Document excerpt:
How UBC Researchers Use Artificial Intelligence to Help Tackle Fake News
Especially in recent years, fake news stories have exploded around the world, sowing confusion and doubt about politics and global events, and fanning social unrest. Studies have shown that it can even alter people’s cognition, behavior, and perception of reality — and affect everything from major elections to local businesses.
Despite efforts by companies like Twitter and Facebook to stem the tide, fake news items continue to proliferate across myriad social media platforms.
What’s more, detecting which stories are fake can be a tricky business, and there is no way that human fact checkers can keep up with the online deluge — so researchers from the UBC Sauder School of Business have developed a novel way to train computers to do that important work using Arabic-language media reports.
According to UBC Sauder associate professor Hasan Cavusoglu, artificial intelligence systems are the most accurate when they have plenty of fodder from which to “learn.” For example, the Generative Pre-trained Transformer 3 model (GPT-3), which can mimic human-generated text, is trained using 499 billion words.
Problem was, no such data set existed when it came to real and fake news; in fact, the only one Cavusoglu and his collaborators could find was a recent study that looked at roughly 3,072 true sentences and 1,475 fake stories in Arabic, which were annotated by a human being.
“To use machine learning and AI, you have to create a model that will allow you to predict using data that isn’t part of the training process, and tell you whether something is fake news or not, or whether a cancer tumor is benign or malignant,” says Cavusoglu. “The problem was we didn’t have much data in the fake news context, so there was a limited amount of training data — and the less training data you have, the less performance you get out of your model.”
So to achieve larger “ground truth” — that is, stockpile of data in which each news article is objectively labeled as true or fake — the researchers gathered millions of news items from established Arab news media and treated them as true news articles and generated manipulated news articles by altering them.
First, they applied speech tagging techniques to identify the parts of sentences such as nouns, verbs and adjectives. They then used a word embedding model to automatically convert every word into vectors that could be replaced by a similar word — so the name of a popular soccer team, for example, could be replaced by the name of a different soccer team, or a number could be replaced by a different number.
From there, they started to manipulate sentences by swapping some of those similar words for the “true” words, and in the process created a fake news data set that ranged from slightly manipulated to wildly untrue.

Data shown:

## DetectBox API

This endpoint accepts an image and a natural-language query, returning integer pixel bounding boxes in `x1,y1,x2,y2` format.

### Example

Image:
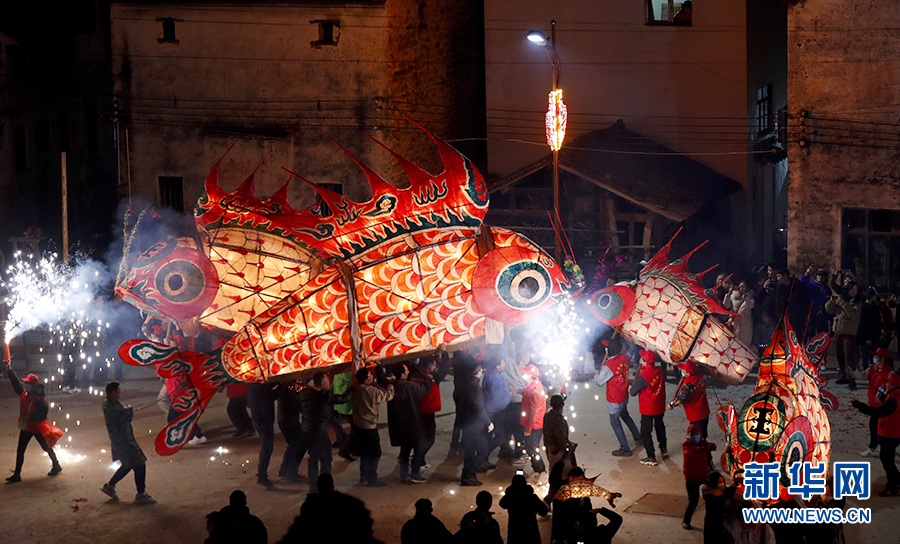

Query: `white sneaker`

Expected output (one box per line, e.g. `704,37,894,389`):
134,493,156,504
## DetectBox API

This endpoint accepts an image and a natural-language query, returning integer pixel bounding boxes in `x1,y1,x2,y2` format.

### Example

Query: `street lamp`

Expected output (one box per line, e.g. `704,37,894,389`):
527,21,568,262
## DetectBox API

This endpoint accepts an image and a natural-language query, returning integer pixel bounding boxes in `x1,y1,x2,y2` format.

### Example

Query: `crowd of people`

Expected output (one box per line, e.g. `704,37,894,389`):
6,265,900,544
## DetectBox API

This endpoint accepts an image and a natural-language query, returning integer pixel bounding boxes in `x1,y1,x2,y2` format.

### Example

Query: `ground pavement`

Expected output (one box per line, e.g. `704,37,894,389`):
0,362,900,544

Work required:
According to the article on UBC's fake news research, how many words was the GPT-3 model trained on? The material comes from a different source than the article.

Written response:
499 billion words.